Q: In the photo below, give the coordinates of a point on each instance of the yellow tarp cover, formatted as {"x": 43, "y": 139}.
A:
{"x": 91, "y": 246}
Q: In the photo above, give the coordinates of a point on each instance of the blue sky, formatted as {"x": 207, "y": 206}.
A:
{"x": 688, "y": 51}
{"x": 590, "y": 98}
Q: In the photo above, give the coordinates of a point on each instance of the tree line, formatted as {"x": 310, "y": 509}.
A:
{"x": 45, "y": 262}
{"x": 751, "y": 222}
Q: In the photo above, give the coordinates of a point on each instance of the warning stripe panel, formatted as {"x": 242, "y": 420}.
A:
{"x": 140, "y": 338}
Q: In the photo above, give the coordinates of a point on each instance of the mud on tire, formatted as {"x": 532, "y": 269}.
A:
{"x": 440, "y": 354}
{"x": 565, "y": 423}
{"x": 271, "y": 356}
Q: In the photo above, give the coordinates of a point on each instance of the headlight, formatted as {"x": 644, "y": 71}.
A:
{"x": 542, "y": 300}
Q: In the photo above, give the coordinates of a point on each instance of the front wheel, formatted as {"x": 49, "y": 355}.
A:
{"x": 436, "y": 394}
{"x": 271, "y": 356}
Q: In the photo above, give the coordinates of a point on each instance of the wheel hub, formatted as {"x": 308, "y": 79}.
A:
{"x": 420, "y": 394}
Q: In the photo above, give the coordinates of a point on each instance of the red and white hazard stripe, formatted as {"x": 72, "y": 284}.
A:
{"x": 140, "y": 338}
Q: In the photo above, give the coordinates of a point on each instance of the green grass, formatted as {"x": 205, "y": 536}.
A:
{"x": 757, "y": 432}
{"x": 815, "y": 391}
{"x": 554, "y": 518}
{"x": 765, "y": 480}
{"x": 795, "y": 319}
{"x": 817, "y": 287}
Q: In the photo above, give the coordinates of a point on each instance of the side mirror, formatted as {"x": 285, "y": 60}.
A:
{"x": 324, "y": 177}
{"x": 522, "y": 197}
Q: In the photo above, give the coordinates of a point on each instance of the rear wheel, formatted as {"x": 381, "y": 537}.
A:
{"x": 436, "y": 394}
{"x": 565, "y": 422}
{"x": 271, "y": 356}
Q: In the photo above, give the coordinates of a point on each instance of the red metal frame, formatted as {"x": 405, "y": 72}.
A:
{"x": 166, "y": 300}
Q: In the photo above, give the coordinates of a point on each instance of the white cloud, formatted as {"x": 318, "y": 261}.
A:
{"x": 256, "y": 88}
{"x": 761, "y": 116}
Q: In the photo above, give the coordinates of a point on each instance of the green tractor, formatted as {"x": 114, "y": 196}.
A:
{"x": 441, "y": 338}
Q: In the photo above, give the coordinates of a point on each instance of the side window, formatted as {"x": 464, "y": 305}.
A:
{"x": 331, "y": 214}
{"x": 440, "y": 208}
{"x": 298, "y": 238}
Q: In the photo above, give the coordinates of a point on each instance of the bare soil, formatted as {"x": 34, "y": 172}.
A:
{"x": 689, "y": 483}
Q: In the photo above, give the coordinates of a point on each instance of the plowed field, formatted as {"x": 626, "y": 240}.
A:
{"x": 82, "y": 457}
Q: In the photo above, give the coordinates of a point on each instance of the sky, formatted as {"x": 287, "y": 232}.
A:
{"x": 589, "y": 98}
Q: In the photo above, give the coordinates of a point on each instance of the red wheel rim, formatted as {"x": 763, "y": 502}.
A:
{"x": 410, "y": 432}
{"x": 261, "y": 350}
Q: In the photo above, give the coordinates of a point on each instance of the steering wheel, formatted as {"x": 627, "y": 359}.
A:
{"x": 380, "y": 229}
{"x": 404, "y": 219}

-=-=-=-=-

Type out the whole listing above again, exactly as it stands.

• [The response]:
Q: In the photo below, give the coordinates of a point on each instance of the yellow tarp cover, formatted as {"x": 43, "y": 139}.
A:
{"x": 91, "y": 246}
Q: In the photo above, give the coordinates of a point on each instance of the blue sky, formatted as {"x": 207, "y": 206}.
A:
{"x": 688, "y": 51}
{"x": 590, "y": 98}
Q: In the photo above, give the coordinates of a point on each instance of the tree line, formatted as {"x": 310, "y": 509}.
A:
{"x": 45, "y": 262}
{"x": 751, "y": 222}
Q: In the photo above, give the coordinates of a point on each instance of the warning stripe panel, formatted as {"x": 242, "y": 420}.
A:
{"x": 140, "y": 338}
Q: In the photo above, give the coordinates of a point on each instance of the mud on tire, formatted as {"x": 532, "y": 269}.
A:
{"x": 440, "y": 354}
{"x": 565, "y": 423}
{"x": 271, "y": 356}
Q: In the photo above, give the coordinates of a point on each instance of the headlight, formatted as {"x": 644, "y": 71}.
A:
{"x": 542, "y": 300}
Q: In the photo above, give the coordinates of a point on each instance of the front wheel, formatted as {"x": 49, "y": 355}.
A:
{"x": 436, "y": 394}
{"x": 271, "y": 356}
Q: In the photo above, give the coordinates of a point on each instance of the wheel hub, formatted as {"x": 308, "y": 79}.
A:
{"x": 420, "y": 394}
Q: In the photo above, give the coordinates of a point on each instance of the red and white hazard stripe, formatted as {"x": 72, "y": 284}.
A:
{"x": 140, "y": 338}
Q: In the photo above, give the coordinates of a point on each instance of the green grass, formatted as {"x": 205, "y": 536}.
A:
{"x": 757, "y": 432}
{"x": 815, "y": 391}
{"x": 554, "y": 518}
{"x": 765, "y": 480}
{"x": 795, "y": 319}
{"x": 817, "y": 287}
Q: In the photo above, give the coordinates of a point on each instance of the side mirror, formatted as {"x": 285, "y": 60}.
A:
{"x": 324, "y": 177}
{"x": 522, "y": 197}
Q: In the photo above, give the coordinates of a point on each instance of the rear wheel, formatted as {"x": 381, "y": 537}.
A:
{"x": 436, "y": 394}
{"x": 565, "y": 422}
{"x": 271, "y": 356}
Q: In the photo above, give the coordinates of a point on each instance of the red metal frame, formatted as {"x": 405, "y": 72}.
A:
{"x": 166, "y": 300}
Q: In the photo above, give the coordinates of a point on each instance of the white cloud, formatted as {"x": 318, "y": 261}.
A:
{"x": 256, "y": 88}
{"x": 761, "y": 116}
Q: In the photo above, give the coordinates of a point on each instance of the green tractor, formatted as {"x": 114, "y": 196}.
A:
{"x": 441, "y": 338}
Q: In the photo above, give the coordinates of a point on each instance of the side window, formatted as {"x": 464, "y": 305}.
A:
{"x": 331, "y": 214}
{"x": 440, "y": 208}
{"x": 298, "y": 238}
Q: In the photo above, give the coordinates of a point on each instance of the bare soil, formatted as {"x": 34, "y": 172}.
A:
{"x": 689, "y": 483}
Q: In the photo above, give the coordinates of a point on each instance of the plowed field, formatted as {"x": 626, "y": 240}.
A:
{"x": 82, "y": 457}
Q: In the photo above, give the coordinates of a point on each instance of the sky, formatted as {"x": 287, "y": 232}.
A:
{"x": 589, "y": 98}
Q: In the photo above, give the coordinates of a point on each instance of the red wheel rim, formatted as {"x": 763, "y": 502}.
A:
{"x": 410, "y": 432}
{"x": 261, "y": 350}
Q: In the photo above, give the coordinates of a point on each instance of the steering wheel, formatted as {"x": 627, "y": 359}.
A:
{"x": 380, "y": 229}
{"x": 404, "y": 219}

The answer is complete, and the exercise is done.